> [Selected text]:
# # # #

At 87, Gerald Wilson casts a long shadow over the history of jazz. His new collection In My Time sizzles with power and joy, as a New York allstar ensemble ignites his dazzling arrangements. His musical associations and friendships catalogue some of the best musicians of the last 60 years: Duke Ellington, Count Basie, Ella Fitzgerald, Jimmie Lunceford, Cab Calloway, Benny Carter, Dizzy Gillespie, Dinah Washington, Ray Charles, Oliver Nelson, Zubin Mehta, the list is endless. He is also a writer, arranger, composer, trumpet player and a popular teacher at UCLA.

All About Jazz: How's the new record [In My Time (Mack Avenue, 2005)]?

Gerald Wilson: It's doing good.

AAJ: I see saxophonist Kamasi Washington's on there.

GW: I took him with me. He didn't make the first record with us [New York, New Sound (Mack Avenue, 2003)], because he was in school here. He just graduated this year. He's only 22 years old. But I took him to New York when we played Birdland. I had this big thing at Birdland, so I took Kamasi with us. We also took him to Detroit with us this year. We played the Detroit festival the last two years. They had a helluva band in Detroit. Rodney Whitaker, bassist, he was the contractor. He knew all the musicians to have. He had four or five guys in the band that played with the Lincoln Center Jazz Orchestra. That's who I'll be conducting when I go to New York.

# # # #

> [Items]:

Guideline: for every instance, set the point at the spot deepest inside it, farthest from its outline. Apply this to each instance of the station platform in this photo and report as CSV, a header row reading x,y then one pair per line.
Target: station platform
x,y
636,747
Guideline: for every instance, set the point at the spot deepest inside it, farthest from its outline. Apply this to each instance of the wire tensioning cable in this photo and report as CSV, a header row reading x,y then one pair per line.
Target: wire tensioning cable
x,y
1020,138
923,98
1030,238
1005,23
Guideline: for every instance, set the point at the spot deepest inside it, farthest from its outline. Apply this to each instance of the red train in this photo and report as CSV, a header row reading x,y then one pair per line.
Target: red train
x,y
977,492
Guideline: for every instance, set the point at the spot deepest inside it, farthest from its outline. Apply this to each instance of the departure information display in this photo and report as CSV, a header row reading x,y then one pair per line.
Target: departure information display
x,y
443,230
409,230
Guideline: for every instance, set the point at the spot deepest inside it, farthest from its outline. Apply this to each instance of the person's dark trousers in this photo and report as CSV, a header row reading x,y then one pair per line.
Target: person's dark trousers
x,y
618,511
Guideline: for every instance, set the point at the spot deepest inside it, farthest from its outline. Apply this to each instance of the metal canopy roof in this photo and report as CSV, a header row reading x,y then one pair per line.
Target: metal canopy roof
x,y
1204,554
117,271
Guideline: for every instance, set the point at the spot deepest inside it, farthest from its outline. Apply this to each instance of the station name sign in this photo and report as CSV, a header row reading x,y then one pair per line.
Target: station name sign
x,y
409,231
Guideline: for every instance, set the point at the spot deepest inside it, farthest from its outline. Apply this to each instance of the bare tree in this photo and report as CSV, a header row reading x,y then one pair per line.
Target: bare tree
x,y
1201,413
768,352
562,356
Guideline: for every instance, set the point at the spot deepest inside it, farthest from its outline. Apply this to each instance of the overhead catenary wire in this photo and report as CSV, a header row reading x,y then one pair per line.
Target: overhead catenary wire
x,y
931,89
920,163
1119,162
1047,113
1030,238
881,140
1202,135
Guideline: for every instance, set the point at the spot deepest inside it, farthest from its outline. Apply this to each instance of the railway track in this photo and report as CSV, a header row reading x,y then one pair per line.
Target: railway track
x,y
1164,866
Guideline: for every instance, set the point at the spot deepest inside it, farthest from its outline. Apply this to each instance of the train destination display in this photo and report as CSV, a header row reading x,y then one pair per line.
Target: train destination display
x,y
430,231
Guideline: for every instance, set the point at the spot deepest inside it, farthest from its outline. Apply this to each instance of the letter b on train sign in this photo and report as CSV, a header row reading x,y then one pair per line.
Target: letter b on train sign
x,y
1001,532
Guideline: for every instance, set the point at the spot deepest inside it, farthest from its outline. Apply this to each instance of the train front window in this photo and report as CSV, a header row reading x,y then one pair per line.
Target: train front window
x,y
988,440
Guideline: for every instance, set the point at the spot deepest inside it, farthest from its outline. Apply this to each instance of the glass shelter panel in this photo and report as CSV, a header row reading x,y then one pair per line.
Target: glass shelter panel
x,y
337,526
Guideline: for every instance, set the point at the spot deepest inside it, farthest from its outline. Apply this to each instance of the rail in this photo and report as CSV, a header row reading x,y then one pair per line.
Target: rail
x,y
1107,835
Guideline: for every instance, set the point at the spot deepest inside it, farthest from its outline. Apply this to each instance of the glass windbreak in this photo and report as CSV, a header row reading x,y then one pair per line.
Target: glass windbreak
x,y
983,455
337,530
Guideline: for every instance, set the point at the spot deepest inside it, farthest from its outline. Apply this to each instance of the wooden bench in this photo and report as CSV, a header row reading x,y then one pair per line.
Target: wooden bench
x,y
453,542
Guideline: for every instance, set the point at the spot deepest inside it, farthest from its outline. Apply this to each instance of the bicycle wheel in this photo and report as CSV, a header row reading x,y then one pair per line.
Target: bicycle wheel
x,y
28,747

# # # #

> [Things to do]:
[1] Condense the paragraph of the Gerald Wilson interview that begins "At 87, Gerald Wilson casts a long shadow" into a short bulleted list of its main facts.
[2] Reproduce word for word the passage of the Gerald Wilson interview from "At 87, Gerald" to "Washington's on there.".
The records are not needed for this work.

> [Responses]:
[1]
- At 87, Gerald Wilson is a major figure in jazz history.
- His new collection, In My Time, features a New York all-star ensemble playing his arrangements.
- His associates over the last 60 years include Duke Ellington, Count Basie, Ella Fitzgerald, Dizzy Gillespie, Ray Charles, and many others.
- He is a writer, arranger, composer, trumpet player, and popular teacher at UCLA.

[2]
At 87, Gerald Wilson casts a long shadow over the history of jazz. His new collection In My Time sizzles with power and joy, as a New York allstar ensemble ignites his dazzling arrangements. His musical associations and friendships catalogue some of the best musicians of the last 60 years: Duke Ellington, Count Basie, Ella Fitzgerald, Jimmie Lunceford, Cab Calloway, Benny Carter, Dizzy Gillespie, Dinah Washington, Ray Charles, Oliver Nelson, Zubin Mehta, the list is endless. He is also a writer, arranger, composer, trumpet player and a popular teacher at UCLA.

All About Jazz: How's the new record [In My Time (Mack Avenue, 2005)]?

Gerald Wilson: It's doing good.

AAJ: I see saxophonist Kamasi Washington's on there.